**Problem details**
Transcribe the material in full, exactly as written.

**Supplied records**

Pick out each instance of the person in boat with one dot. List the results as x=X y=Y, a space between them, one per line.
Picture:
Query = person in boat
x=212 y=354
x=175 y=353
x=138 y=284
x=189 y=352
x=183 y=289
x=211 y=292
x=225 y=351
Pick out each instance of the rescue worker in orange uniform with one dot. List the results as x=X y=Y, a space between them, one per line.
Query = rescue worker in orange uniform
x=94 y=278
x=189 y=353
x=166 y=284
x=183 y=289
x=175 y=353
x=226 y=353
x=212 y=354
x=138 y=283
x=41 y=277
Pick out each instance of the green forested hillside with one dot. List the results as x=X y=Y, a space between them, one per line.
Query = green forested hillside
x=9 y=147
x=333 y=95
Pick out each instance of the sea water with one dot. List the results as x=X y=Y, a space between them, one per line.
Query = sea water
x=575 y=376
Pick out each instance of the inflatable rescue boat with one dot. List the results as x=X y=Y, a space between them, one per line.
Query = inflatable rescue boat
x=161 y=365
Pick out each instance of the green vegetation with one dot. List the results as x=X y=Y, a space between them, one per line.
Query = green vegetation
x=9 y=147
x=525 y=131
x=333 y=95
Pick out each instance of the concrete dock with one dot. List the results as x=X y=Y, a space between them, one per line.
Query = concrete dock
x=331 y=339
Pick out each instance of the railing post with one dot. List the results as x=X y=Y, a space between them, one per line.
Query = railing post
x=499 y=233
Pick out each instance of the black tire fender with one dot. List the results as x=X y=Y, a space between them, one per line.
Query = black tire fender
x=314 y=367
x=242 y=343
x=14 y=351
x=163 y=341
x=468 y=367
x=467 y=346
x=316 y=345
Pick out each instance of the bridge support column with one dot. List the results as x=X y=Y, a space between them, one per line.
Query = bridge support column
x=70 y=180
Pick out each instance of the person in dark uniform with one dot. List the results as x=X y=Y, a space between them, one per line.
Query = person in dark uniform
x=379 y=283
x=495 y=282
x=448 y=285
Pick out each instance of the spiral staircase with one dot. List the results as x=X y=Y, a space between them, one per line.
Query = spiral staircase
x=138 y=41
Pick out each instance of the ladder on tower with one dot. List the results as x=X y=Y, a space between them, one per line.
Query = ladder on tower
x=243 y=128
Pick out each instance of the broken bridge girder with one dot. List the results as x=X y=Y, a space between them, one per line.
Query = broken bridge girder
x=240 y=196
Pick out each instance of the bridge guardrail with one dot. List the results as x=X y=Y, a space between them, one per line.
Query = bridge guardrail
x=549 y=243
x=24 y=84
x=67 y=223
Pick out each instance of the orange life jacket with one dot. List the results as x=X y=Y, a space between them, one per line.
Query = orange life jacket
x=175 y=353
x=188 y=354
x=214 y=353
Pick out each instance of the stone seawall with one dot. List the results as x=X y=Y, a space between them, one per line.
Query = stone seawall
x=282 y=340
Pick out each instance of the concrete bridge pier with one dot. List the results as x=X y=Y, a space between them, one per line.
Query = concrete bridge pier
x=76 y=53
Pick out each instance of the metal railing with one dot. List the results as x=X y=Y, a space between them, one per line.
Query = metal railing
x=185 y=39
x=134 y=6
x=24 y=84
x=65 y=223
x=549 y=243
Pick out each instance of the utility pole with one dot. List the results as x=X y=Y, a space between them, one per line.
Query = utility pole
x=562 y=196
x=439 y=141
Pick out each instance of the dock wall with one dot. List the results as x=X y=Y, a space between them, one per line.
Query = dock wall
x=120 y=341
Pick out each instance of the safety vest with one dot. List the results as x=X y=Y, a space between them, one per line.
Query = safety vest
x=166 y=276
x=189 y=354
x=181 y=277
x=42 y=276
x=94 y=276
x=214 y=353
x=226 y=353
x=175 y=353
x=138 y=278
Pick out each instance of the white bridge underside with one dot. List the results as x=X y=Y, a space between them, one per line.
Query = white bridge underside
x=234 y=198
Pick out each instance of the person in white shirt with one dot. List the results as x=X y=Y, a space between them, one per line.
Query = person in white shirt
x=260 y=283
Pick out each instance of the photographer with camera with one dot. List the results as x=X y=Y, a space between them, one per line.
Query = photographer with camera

**Exercise output**
Pick out each instance of the person in boat with one dot. List the results as x=X y=Y, a space between them, one per line.
Picture:
Query = person in boat
x=212 y=354
x=175 y=353
x=138 y=284
x=189 y=352
x=183 y=289
x=211 y=292
x=225 y=351
Pick out each instance of the rescue worker in orange uniform with one dot. List the results as x=X y=Y, a space between them, one per line.
Query = rescue worker in orange uniform
x=94 y=278
x=189 y=353
x=166 y=284
x=183 y=289
x=175 y=353
x=226 y=353
x=212 y=354
x=138 y=283
x=41 y=277
Pick out each instance of the green forested hillside with one dot. List the results as x=X y=Y, a space between them, one per line.
Query = green forested hillside
x=9 y=147
x=333 y=95
Pick out each instance of the sea water with one dot. List the results as x=X y=Y, a space between them, one per line.
Query = sea water
x=575 y=376
Pick out each instance of the inflatable rescue boat with one dot. List the results as x=X y=Y, a space between them, one per line.
Query = inflatable rescue boat
x=161 y=365
Pick out each instance of the green vegetation with one dot. List the results as x=X y=Y, a space between them, one per line.
Query = green vegetation
x=9 y=147
x=525 y=131
x=333 y=95
Pick out each instance of the concrete dock with one dot. List the results as x=X y=Y, a space between them, one per line.
Query = concrete dock
x=331 y=339
Pick out each instance of the railing post with one dot. List the results as x=X y=Y, a space between them, one per line.
Query = railing post
x=499 y=233
Pick out each instance of the black tire fender with one dot. List the results as x=X y=Y, a space between them, one per line.
Query = black tire fender
x=314 y=367
x=242 y=343
x=14 y=351
x=163 y=341
x=468 y=367
x=467 y=346
x=316 y=345
Pick out each instance of the bridge support column with one dot. List the results as x=X y=Y, a space between them, one per line.
Query = bridge support column
x=70 y=180
Pick out each instance of the person in dark uniform with one dot. List the results as x=X y=Y, a space between them, one per line.
Query = person in dark uniform
x=379 y=283
x=495 y=282
x=448 y=285
Pick out each instance of the spiral staircase with one dot. List the results as x=X y=Y, a space between them, one per line.
Query = spiral staircase
x=138 y=41
Pick out each instance of the ladder on tower with one dot. List the results as x=X y=Y, a space between them, one per line.
Query = ladder on tower
x=243 y=128
Pick out each instance of the broken bridge girder with one dot. List the results as x=X y=Y, a space between them, one per line.
Query = broken bridge girder
x=240 y=196
Pick out each instance of the bridge guardrail with one dot. List the results as x=X y=Y, a space between them, one per line.
Query = bridge guardrail
x=549 y=243
x=24 y=84
x=67 y=223
Pick out each instance of the orange life jacket with one dot. List the results as x=X y=Y, a space between them, one per line.
Query = orange life jacket
x=175 y=353
x=188 y=354
x=214 y=353
Pick out each instance of the stone seawall with one dot. List the results as x=X y=Y, a space between them, one per line.
Query = stone seawall
x=282 y=340
Pick out each instance of the concrete bridge pier with one dot. List the results as x=X y=Y, a space between them, one per line.
Query = concrete bridge pier
x=76 y=53
Pick out each instance of the metal railing with one dot. List the results as x=X y=Y, a space between them, one per line.
Query = metal railing
x=185 y=39
x=134 y=6
x=24 y=84
x=65 y=223
x=549 y=243
Pick out each instance of the utility pole with one dot. List the results as x=X y=Y, a space between them, one per line.
Query = utility pole
x=562 y=196
x=439 y=141
Pick out each instance of the dock wall with one dot. List the results as x=X y=Y, a space between them, one per line.
Query = dock wall
x=120 y=341
Pick out each instance of the safety vest with one dot. List the results as x=X y=Y, a space between them, one per line.
Query = safety vest
x=166 y=276
x=189 y=354
x=181 y=277
x=42 y=276
x=94 y=276
x=214 y=353
x=226 y=353
x=175 y=353
x=138 y=278
Pick out each instance of the white bridge underside with one dot. List the results as x=X y=Y, a space between them, one per line.
Query = white bridge underside
x=234 y=198
Pick out each instance of the person in white shirt with one dot. List the results as x=X y=Y, a space between them, one per line.
Query = person in white shirt
x=260 y=283
Pick out each instance of the photographer with camera with one dot. List the results as x=X y=Y, a space between them, one per line.
Query = photographer with camera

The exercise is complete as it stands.